(Beginning of DOCUMENT SEGMENT)

So here's to your memory, Lucy Davis Phillips: registrar, historian, advocate. The history of women in Oregon is richer because of you.

See
Marion Reed East, M.D., "Branch Five Presents . . . Friends of the Medical Students," Journal of the American Medical Women's Association 19 no. 1 (March 1964): 235.

Friday, July 2, 2010

First Portland Women's Medical Society 1891-1892

Today I've posted a discussion of the regional and national context for the first Portland Women's Medical Society at my author blog.

Thursday, July 1, 2010

Viola Coe, M.D. physician and suffragist

Just posted to my author blog, a biography of Viola Mae Coe, the last of the profiles of the five physicians in the first Portland Women's Medical Society 1891-1893.

Wednesday, June 30, 2010

Florence King, M.D. (?-1895)

In addition to doctors Lydia Hunt King, Mae Cardwell, Helena J. Price and Viola Coe (to be profiled tomorrow) Florence King was one of the five women to be members of the original Portland women's medical society of 1891-1892. A graduate of Wooster (Ohio) University Medical School in 1879, she married homeopathic physician Samuel Lewis King. IN 1890 the Portland City Directory listed them both as practicing in their home office at 195 1st in Portland. Florence King died on May 2, 1895 in Portland, just four years after the founding of the women's medical society.

Tuesday, June 29, 2010

Helena J. Price, M.D.

I've just posted information about Helena J. Price, another of the five women in Portland's first all-female medical society in 1891-1892 on my author blog. As you'll see I don't know as much about her as the other women physicians I'm profiling, and I welcome any information you might have about her.

Sunday, June 27, 2010

Mae Whitney Cardwell, M.D. (1853-1929)

This week I'm focusing on early women physicians and medical societies in Portland as a foundation for Esther Pohl Lovejoy's work with the Portland Medical Club as president in 1905. Another of the five women physicians who were active in the first Portland Women's Medical Society in 1891-1892 was Mae Whitney Cardwell. She received her first medical degree from the Cooper Medical School in San Francisco in 1883 and completed a second degree from Oregon's Willamette University Medical Department in 1885. She established a practice in Portland and was a "local" woman to join the Portland Women's Medical Society.

Cardwell served as a bridge between male medical societies and women physicians and was often the only woman to serve in administrative roles in these societies. She was an early member of the Oregon State Medical Society, joining after her WUMD degree in 1885 and was treasurer of the organization for ten years from 1893-1903, and later served as vice president. The Portland Medical Society, established in 1884, banned women from membership until, in 1902, she became the first woman member.

But Cardwell also supported separate women's societies. In addition to her work with the first Portland Women's Medical Society she was the she was a founder and first president of the revitalized Portland Medical Club in 1905. And, conscious of the importance of women's activities in the Oregon medical scene, Cardwell's history of Portland medical societies preserves vital chapters in the history of women and medicine in Oregon.

In addition, Cardwell worked for woman suffrage in Oregon and served as one of five vice presidents for the Portland chapter the of the College Equal Suffrage Association in 1912 campaign that won the right for Oregon women to vote. She also participated in a World War I test to claim officer status for women physicians at the Vancouver, Washington army base.

A biography of Cardwell and her image are included with the Oregon Health & Science University's exhibit in association with the Changing the Face of Medicine exhibit at http://www.ohsu.edu/library/hom/exhibits/medbios.shtml

See:

Mae H. Cardwell, “The Medical Club of Portland—Historical,” Medical Sentinel 13 no. 7 (July 1905): 222-226.

Kimberly Jensen, Mobilizing Minerva: American Women in the First World War (Urbana: University of Illinois Press, 2008)

Cora Bagley Marrett, "Nineteenth Century Associations of Medical Women: The Beginning of a Movement," Journal of the American Medical Women's Association 32 no. 12 (December 1977): 469-474.

(End of DOCUMENT SEGMENT)
(Beginning of INPUT DATA)

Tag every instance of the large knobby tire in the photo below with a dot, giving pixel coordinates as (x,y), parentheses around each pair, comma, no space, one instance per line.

(End of INPUT DATA)

PROBLEM DESCRIPTION:
In the blog posts on early Portland women physicians, what reason does the author give for focusing that week on early women physicians and medical societies in Portland? Answer in one to three sentences. The data play no part in what is asked here.

THE COMPLETED TASK:
The author focuses on them as a foundation for Esther Pohl Lovejoy's work with the Portland Medical Club, where she served as president in 1905.